===== SOURCE PASSAGE

By my senior year, I'd made only a few friends with whom I'd keep in touch after graduation. I can't help wondering, sometimes, if my body obsession had something to do with it. Because though it might have started out social -- shared binges at one in the morning, shared complaints and promises and pacts -- it didn't stay that way. Ultimately, my purges became a secret -- a badly kept secret, but a secret nonetheless. No one confronted me about it, none of my friends urged me to seek help. Maybe they just didn't want to fight with me. Maybe they knew that there was nothing they could have said that would make me stop. I had long since drifted apart from the friend who taught me to make myself vomit; we hadn't talked to each other in ages. I think we may have taken a picture together at graduation, for old time's sake. Turns out that throwing up together wasn't quite the bonding experience I'd thought it was.
I don't know how this season of "Glee" is going to play out. Will Marley realize that she is beautiful just as she is, that Kitty had in fact been deceiving her into thinking she'd gained weight? Will Kitty be punished for encouraging Marley to vomit, for essentially tricking her into having an eating disorder? Will viewers protest that the storyline was too simple, too complicated, too hard to believe, or too achingly realistic? I don't know -- personally, I think the show is doing a nice job of showing how Marley's body obsession began socially and is becoming secretive; showing that it may have originated over tight waistbands and weight gain, but has become more nuanced and complicated, more about her sense of self as a whole.
But whatever people think of "Glee," and wherever this story goes, I like to think that people are talking about it. I'm glad a popular TV show is showing that girls can influence one another into having a body obsession and exacerbate hidden insecurities, all in the name of friendly bonding. Support and sharing can and should be a positive and not pernicious thing; for me, as I recovered, discussing my body-obsession with my friends was part of how I finally, finally let it go. Still, I can't forget that there was a time when sharing my body obsession could and did take a darker, even dangerous, turn. I'm grateful to shows like "Glee" for shedding light on the ways that girls like Marley and Kitty, girls like Sethie and Janey, and girls like my friend and me, sometimes try to "help" each other. I hope it's the beginning of a long conversation, and maybe our social body obsession is becoming part of what we talk about when we talk about eating disorders. Most of all, I hope that girls like Marley and Kitty, girls like Sethie and Janey, and girls like me, will find something else to bond about, will discover shared interests beyond calories-counted and pounds lost or gained.

==========
===== EXERCISE DATA

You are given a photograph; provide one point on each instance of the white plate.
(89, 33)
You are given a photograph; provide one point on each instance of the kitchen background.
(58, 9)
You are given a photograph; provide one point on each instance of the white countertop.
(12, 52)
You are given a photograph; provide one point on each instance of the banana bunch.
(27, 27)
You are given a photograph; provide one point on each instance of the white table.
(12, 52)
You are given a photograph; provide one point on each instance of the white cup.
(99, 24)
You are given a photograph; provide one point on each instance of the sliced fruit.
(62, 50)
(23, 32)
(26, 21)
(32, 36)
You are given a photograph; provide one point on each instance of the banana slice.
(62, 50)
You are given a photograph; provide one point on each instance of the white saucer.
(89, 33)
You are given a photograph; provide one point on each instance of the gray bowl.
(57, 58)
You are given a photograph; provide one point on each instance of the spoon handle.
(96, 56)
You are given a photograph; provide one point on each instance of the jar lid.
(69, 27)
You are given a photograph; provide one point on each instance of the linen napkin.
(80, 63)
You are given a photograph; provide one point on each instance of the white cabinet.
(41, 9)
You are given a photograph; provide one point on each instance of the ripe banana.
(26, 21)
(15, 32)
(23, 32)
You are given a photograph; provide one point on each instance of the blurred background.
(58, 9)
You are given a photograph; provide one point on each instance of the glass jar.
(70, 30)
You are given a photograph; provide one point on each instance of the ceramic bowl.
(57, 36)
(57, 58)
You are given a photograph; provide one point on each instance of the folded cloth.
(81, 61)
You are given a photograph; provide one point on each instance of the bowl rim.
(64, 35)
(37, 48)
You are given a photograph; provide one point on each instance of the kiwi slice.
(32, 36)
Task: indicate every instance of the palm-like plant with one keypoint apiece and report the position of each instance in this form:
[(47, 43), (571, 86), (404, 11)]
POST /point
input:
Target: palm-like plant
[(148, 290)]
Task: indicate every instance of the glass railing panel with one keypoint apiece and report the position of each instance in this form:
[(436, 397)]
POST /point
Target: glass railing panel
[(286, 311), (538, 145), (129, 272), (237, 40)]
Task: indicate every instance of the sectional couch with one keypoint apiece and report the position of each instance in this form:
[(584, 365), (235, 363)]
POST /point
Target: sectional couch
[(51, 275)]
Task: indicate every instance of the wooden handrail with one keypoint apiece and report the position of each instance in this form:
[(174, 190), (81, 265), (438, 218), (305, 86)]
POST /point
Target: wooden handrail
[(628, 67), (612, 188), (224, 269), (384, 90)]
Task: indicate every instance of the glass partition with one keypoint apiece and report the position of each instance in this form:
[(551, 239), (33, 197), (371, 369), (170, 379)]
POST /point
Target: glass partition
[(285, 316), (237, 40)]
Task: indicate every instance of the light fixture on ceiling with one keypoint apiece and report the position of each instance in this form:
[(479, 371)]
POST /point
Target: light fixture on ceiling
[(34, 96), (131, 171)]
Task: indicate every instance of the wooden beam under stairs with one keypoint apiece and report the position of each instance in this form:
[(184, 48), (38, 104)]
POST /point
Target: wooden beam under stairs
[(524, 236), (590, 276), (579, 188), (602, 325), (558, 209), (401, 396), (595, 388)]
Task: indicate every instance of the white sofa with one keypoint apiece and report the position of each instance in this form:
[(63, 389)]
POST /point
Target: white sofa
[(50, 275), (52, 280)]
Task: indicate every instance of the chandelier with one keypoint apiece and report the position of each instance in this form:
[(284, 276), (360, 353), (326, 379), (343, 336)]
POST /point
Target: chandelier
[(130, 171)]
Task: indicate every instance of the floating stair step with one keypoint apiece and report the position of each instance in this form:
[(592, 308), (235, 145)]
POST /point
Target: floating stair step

==========

» **WHAT IS NEEDED**: Copy the essay on body obsession between "I don't know how" and "as a whole.", inclusive, substituting "audiences" for "viewers".

» **OUTPUT OF THE EXERCISE**:
I don't know how this season of "Glee" is going to play out. Will Marley realize that she is beautiful just as she is, that Kitty had in fact been deceiving her into thinking she'd gained weight? Will Kitty be punished for encouraging Marley to vomit, for essentially tricking her into having an eating disorder? Will audiences protest that the storyline was too simple, too complicated, too hard to believe, or too achingly realistic? I don't know -- personally, I think the show is doing a nice job of showing how Marley's body obsession began socially and is becoming secretive; showing that it may have originated over tight waistbands and weight gain, but has become more nuanced and complicated, more about her sense of self as a whole.